Ziel der Übung:
Gib die folgenden Zeilen erneut wieder und tausche dabei in allen Einträgen „bare twig“ gegen „dry branch“ aus. Alles Übrige bleibt unverändert.
====== Vorliegende Einträge ======
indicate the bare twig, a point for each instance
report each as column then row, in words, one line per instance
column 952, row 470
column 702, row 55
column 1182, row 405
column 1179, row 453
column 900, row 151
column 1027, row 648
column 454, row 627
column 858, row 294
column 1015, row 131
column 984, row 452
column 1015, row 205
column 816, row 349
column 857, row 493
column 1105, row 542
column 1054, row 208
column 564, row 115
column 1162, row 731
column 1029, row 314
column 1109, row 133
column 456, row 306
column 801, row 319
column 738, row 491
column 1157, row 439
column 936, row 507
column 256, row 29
======
Die Antwort:
indicate the dry branch, a point for each instance
report each as column then row, in words, one line per instance
column 952, row 470
column 702, row 55
column 1182, row 405
column 1179, row 453
column 900, row 151
column 1027, row 648
column 454, row 627
column 858, row 294
column 1015, row 131
column 984, row 452
column 1015, row 205
column 816, row 349
column 857, row 493
column 1105, row 542
column 1054, row 208
column 564, row 115
column 1162, row 731
column 1029, row 314
column 1109, row 133
column 456, row 306
column 801, row 319
column 738, row 491
column 1157, row 439
column 936, row 507
column 256, row 29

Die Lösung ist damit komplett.